**EXERCISE BRIEF:** Reproduce each of the rows below verbatim, keeping every character and line unchanged.

_ _ _ _ _

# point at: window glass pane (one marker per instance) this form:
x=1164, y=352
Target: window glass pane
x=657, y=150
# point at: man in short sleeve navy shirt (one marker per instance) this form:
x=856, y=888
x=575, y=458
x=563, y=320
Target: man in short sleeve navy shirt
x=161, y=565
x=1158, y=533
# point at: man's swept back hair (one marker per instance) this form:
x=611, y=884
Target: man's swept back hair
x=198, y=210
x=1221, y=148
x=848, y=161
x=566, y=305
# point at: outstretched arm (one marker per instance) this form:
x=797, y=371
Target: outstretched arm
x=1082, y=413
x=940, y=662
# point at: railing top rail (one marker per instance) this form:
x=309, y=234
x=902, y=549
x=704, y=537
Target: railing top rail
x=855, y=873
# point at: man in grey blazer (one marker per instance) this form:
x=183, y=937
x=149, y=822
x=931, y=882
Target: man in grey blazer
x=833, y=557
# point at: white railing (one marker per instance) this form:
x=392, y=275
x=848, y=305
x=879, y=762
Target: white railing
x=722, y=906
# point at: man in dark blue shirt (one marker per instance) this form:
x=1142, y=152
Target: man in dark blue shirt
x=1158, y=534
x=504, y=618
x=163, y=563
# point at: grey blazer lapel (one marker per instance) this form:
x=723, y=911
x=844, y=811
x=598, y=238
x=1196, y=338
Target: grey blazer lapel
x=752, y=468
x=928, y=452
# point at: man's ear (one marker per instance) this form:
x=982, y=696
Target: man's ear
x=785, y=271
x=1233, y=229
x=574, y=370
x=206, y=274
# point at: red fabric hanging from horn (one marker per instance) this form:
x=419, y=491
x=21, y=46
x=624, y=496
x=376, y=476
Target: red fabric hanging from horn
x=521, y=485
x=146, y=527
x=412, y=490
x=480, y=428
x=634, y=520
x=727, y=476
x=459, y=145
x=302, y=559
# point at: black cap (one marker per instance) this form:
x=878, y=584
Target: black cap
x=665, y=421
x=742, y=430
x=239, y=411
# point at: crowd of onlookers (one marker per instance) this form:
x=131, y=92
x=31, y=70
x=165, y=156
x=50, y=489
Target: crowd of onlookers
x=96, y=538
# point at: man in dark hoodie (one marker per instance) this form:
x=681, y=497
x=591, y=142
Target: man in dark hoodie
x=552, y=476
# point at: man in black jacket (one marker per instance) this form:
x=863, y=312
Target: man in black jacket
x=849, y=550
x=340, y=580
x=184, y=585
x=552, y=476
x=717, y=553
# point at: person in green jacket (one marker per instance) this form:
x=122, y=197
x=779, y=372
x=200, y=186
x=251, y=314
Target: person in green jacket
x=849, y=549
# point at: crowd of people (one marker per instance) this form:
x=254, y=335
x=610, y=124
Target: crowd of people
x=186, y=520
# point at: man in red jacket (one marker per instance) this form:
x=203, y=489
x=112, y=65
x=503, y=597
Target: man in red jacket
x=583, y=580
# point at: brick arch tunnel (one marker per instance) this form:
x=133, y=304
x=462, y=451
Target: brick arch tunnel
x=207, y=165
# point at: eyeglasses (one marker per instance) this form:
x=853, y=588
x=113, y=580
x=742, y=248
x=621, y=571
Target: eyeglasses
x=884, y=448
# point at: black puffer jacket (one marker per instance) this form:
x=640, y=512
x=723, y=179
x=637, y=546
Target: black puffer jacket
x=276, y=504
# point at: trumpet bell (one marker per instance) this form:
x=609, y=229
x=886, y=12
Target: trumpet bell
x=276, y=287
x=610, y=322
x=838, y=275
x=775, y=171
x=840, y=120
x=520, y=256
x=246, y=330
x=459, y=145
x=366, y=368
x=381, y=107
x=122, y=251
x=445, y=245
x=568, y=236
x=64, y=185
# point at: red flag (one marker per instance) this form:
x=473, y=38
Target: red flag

_ _ _ _ _

**RESULT:**
# point at: window glass pane (one marker per instance) this form:
x=1164, y=352
Target: window glass pane
x=657, y=150
# point at: man in short sleeve navy shirt (one marker per instance) this form:
x=856, y=888
x=575, y=458
x=563, y=320
Target: man in short sleeve navy shirt
x=161, y=565
x=1158, y=533
# point at: man's swept back hair (one marker per instance) this form:
x=611, y=884
Target: man's swept back hair
x=198, y=210
x=1221, y=148
x=848, y=161
x=566, y=305
# point at: outstretched arm (one marker per instance) this form:
x=797, y=371
Target: outstretched arm
x=1082, y=413
x=940, y=662
# point at: railing top rail (one marker per instance) this form:
x=309, y=234
x=902, y=549
x=704, y=537
Target: railing top rail
x=855, y=873
# point at: man in grey blazer (one marker per instance) this form:
x=183, y=937
x=149, y=822
x=931, y=882
Target: man in grey blazer
x=833, y=557
# point at: white railing (one marker per instance) this form:
x=392, y=275
x=848, y=305
x=879, y=762
Target: white railing
x=722, y=906
# point at: man in dark blue shirt (one marker per instance) this form:
x=1142, y=152
Target: man in dark blue shirt
x=1158, y=534
x=504, y=618
x=163, y=563
# point at: grey blazer lapel (one marker per instance) this form:
x=723, y=911
x=844, y=811
x=598, y=238
x=1196, y=338
Target: grey blazer lapel
x=752, y=468
x=928, y=452
# point at: man's ear (one marker per instance) this form:
x=982, y=696
Target: man's ear
x=785, y=271
x=1233, y=229
x=574, y=370
x=206, y=274
# point at: red fabric hanging from horn (one marker per instance) this form:
x=419, y=491
x=21, y=46
x=624, y=496
x=376, y=476
Target: red fabric hanging from horn
x=521, y=485
x=146, y=527
x=412, y=490
x=480, y=428
x=634, y=520
x=727, y=476
x=459, y=145
x=302, y=559
# point at: black cap (one marker per instance) this form:
x=878, y=584
Target: black cap
x=665, y=421
x=742, y=430
x=239, y=411
# point at: crowd of onlookers (one marker per instance) this form:
x=131, y=92
x=31, y=70
x=165, y=156
x=50, y=489
Target: crowd of onlookers
x=96, y=538
# point at: man in dark hoodie (one marker per instance) this form:
x=681, y=497
x=591, y=142
Target: man in dark hoodie
x=552, y=476
# point at: man in black jacket (one marker per instance) this form:
x=863, y=312
Target: man in black jacket
x=849, y=550
x=340, y=580
x=184, y=585
x=552, y=476
x=717, y=553
# point at: person in green jacket (one marker per instance) this form:
x=122, y=197
x=779, y=372
x=200, y=186
x=251, y=314
Target: person in green jacket
x=849, y=549
# point at: crowd of people (one marker per instance) this form:
x=254, y=335
x=610, y=124
Target: crowd of people
x=186, y=520
# point at: man in red jacket (one marker per instance) this form:
x=203, y=489
x=112, y=65
x=503, y=597
Target: man in red jacket
x=583, y=580
# point at: brick arch tunnel (one marker per instance) this form:
x=133, y=304
x=462, y=451
Target: brick arch tunnel
x=207, y=165
# point at: eyeglasses (one marker per instance) this form:
x=853, y=588
x=113, y=580
x=742, y=248
x=621, y=571
Target: eyeglasses
x=884, y=448
# point at: black puffer jacket (one marker per instance) this form:
x=640, y=512
x=723, y=179
x=637, y=546
Target: black puffer jacket
x=276, y=504
# point at: trumpet bell (one marker per instance) this form:
x=609, y=229
x=886, y=12
Target: trumpet bell
x=276, y=287
x=610, y=322
x=838, y=275
x=775, y=171
x=840, y=120
x=520, y=256
x=246, y=330
x=459, y=145
x=366, y=368
x=381, y=107
x=122, y=251
x=445, y=245
x=568, y=236
x=64, y=185
# point at: red flag (one marker per instance) this form:
x=473, y=38
Target: red flag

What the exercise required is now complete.